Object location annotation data
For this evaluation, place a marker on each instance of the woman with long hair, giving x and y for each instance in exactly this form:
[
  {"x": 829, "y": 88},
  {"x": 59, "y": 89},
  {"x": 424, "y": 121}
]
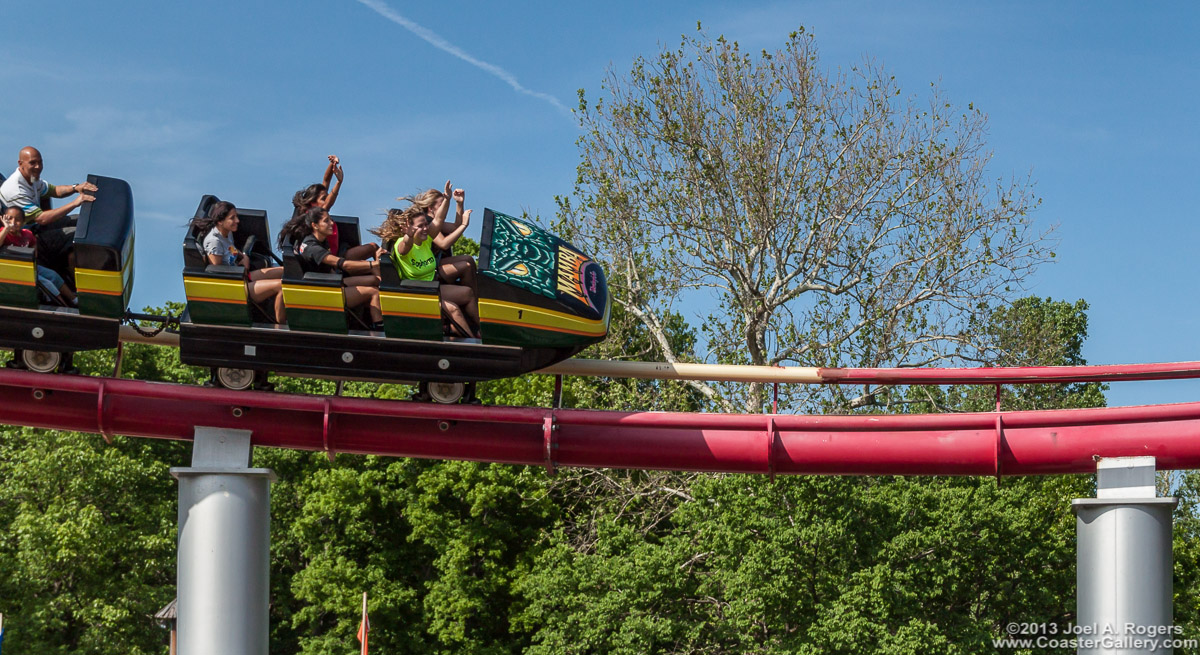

WHAT TO DO = Copy every item above word for word, leaving the pictures out of your answer.

PROBLEM SOLUTION =
For this evaluation, place a marker on each instance of the woman with long hair, giving x and y for each instance in exactly this form:
[
  {"x": 829, "y": 88},
  {"x": 59, "y": 89},
  {"x": 424, "y": 121}
]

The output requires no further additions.